### [Problem to solve]
Express the lines of the entries below as a JSON list of strings, one string per line with blank lines omitted, covering only the part that opens with the line containing "Shelf-audit tagging: for every instance of the blue water" and closes with the line containing "x=559, y=343", both included.

### [Supplied data]
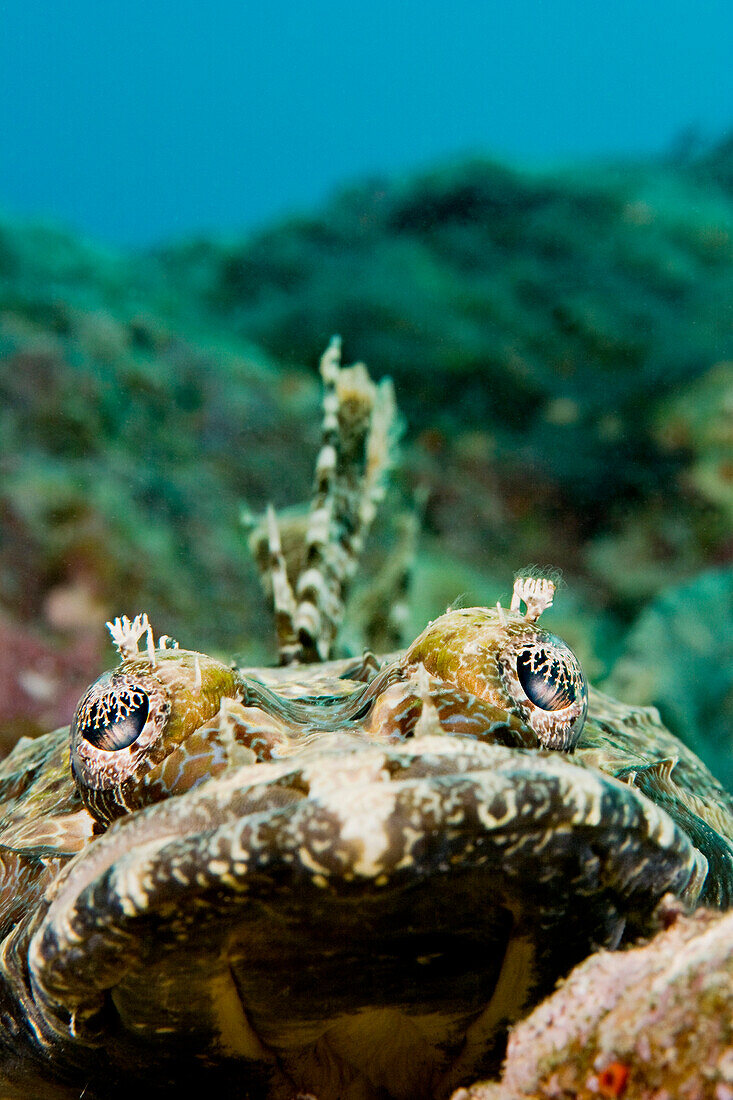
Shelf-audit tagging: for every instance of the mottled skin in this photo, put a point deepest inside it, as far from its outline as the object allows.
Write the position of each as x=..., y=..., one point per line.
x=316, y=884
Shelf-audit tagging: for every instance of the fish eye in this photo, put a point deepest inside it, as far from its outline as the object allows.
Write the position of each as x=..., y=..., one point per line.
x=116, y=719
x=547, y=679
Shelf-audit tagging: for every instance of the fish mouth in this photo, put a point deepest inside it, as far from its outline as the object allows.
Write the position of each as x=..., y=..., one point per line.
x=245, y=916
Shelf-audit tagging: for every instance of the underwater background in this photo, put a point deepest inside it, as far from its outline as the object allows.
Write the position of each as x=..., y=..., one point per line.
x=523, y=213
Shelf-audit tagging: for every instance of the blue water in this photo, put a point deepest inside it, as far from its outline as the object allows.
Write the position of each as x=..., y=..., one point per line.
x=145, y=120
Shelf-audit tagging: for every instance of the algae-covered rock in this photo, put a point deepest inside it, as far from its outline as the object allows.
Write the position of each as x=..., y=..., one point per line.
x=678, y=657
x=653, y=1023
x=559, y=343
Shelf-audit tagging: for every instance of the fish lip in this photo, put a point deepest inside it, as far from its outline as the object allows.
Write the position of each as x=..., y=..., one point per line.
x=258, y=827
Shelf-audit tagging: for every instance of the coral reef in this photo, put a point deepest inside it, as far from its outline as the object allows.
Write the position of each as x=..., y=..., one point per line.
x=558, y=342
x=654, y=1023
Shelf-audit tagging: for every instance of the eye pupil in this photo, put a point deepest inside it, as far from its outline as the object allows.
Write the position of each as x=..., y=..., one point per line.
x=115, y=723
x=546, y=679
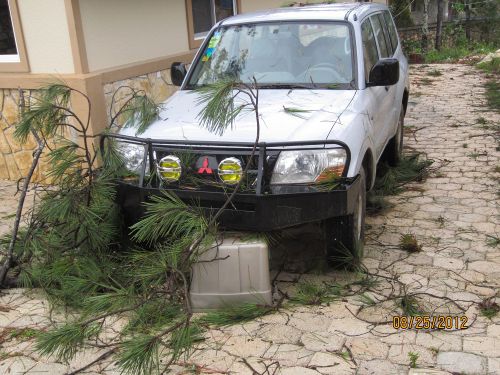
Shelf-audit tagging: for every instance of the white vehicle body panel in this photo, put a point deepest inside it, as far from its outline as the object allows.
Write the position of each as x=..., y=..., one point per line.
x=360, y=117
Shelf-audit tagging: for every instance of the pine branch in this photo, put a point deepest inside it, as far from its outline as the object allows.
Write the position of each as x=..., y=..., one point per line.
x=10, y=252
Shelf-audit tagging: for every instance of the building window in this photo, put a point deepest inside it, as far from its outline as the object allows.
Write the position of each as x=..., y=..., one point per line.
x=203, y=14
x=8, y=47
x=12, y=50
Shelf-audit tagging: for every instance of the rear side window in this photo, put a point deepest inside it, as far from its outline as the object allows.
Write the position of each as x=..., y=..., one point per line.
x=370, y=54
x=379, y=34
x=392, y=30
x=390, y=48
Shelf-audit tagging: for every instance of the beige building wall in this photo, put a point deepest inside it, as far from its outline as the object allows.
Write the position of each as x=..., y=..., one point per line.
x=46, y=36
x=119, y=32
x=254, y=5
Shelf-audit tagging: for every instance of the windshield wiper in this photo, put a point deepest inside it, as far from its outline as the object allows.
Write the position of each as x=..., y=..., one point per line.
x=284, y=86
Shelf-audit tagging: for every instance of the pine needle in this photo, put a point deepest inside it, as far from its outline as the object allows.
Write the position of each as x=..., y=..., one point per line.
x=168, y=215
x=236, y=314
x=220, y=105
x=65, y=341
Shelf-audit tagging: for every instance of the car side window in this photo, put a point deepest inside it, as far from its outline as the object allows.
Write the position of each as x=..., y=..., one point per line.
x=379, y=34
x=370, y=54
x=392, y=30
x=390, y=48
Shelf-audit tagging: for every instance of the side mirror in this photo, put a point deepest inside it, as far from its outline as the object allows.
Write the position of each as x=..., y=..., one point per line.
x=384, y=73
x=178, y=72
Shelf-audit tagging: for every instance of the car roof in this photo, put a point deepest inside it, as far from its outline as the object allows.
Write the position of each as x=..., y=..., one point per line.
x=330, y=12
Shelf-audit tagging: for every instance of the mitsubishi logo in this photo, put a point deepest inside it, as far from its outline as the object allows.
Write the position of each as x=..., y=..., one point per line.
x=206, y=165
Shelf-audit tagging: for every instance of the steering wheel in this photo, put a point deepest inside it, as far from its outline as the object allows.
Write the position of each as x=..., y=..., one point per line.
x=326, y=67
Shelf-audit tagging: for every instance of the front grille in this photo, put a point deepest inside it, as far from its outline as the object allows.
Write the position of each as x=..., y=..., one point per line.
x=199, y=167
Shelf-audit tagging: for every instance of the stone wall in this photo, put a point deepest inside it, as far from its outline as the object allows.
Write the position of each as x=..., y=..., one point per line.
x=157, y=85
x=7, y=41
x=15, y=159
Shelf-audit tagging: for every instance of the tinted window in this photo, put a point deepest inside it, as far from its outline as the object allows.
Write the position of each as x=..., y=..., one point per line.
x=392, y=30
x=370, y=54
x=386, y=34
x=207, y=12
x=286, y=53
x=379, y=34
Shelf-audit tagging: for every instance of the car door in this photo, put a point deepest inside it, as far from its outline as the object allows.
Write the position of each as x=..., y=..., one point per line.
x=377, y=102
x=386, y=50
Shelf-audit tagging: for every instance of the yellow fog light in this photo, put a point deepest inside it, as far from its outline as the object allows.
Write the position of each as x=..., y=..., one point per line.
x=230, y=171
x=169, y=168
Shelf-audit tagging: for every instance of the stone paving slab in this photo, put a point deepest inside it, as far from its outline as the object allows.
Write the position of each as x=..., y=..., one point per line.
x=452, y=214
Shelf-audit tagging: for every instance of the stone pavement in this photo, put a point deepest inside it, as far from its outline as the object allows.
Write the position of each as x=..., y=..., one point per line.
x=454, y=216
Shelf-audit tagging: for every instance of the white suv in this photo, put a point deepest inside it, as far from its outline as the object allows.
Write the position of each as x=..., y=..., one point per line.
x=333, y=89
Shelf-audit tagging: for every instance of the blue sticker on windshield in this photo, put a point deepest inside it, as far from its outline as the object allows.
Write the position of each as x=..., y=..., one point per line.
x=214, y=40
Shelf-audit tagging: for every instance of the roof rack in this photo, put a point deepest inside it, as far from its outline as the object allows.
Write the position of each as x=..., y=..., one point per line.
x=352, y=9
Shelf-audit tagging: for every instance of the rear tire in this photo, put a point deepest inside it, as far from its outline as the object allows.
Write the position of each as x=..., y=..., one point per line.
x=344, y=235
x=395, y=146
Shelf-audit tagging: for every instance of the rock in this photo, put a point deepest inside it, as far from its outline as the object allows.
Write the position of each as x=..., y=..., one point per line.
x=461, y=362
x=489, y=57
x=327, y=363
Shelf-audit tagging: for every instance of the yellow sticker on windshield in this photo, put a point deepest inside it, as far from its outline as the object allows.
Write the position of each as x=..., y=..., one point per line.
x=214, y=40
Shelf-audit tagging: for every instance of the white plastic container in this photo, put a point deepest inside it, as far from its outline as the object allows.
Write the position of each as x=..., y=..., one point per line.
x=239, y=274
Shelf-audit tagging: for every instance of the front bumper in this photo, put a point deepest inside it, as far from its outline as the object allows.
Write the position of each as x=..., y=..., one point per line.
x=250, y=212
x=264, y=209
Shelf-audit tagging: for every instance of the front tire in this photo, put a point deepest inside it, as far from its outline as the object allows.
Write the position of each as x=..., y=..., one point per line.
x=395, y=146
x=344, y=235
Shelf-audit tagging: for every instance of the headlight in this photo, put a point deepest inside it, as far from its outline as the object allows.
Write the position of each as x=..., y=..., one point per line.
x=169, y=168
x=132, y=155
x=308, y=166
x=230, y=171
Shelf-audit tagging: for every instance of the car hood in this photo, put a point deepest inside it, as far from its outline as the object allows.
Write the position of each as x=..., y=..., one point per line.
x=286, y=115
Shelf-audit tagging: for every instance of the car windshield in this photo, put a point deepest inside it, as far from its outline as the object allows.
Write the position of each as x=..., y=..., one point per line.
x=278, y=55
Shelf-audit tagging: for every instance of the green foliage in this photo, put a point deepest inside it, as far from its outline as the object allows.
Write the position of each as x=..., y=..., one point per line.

### [Exercise response]
[
  "Shelf-audit tagging: for every instance of the blue water in this photo, put a point deepest inside it, as far from its outline as the object allows.",
  "Write the position of each as x=..., y=..., one point per line.",
  "x=145, y=120",
  "Shelf-audit tagging: for every instance of the algae-covered rock in this photo, put a point deepest inside it, as far from its outline as the object allows.",
  "Write the position of each as x=..., y=..., one point per line.",
  "x=678, y=657",
  "x=653, y=1023",
  "x=559, y=343"
]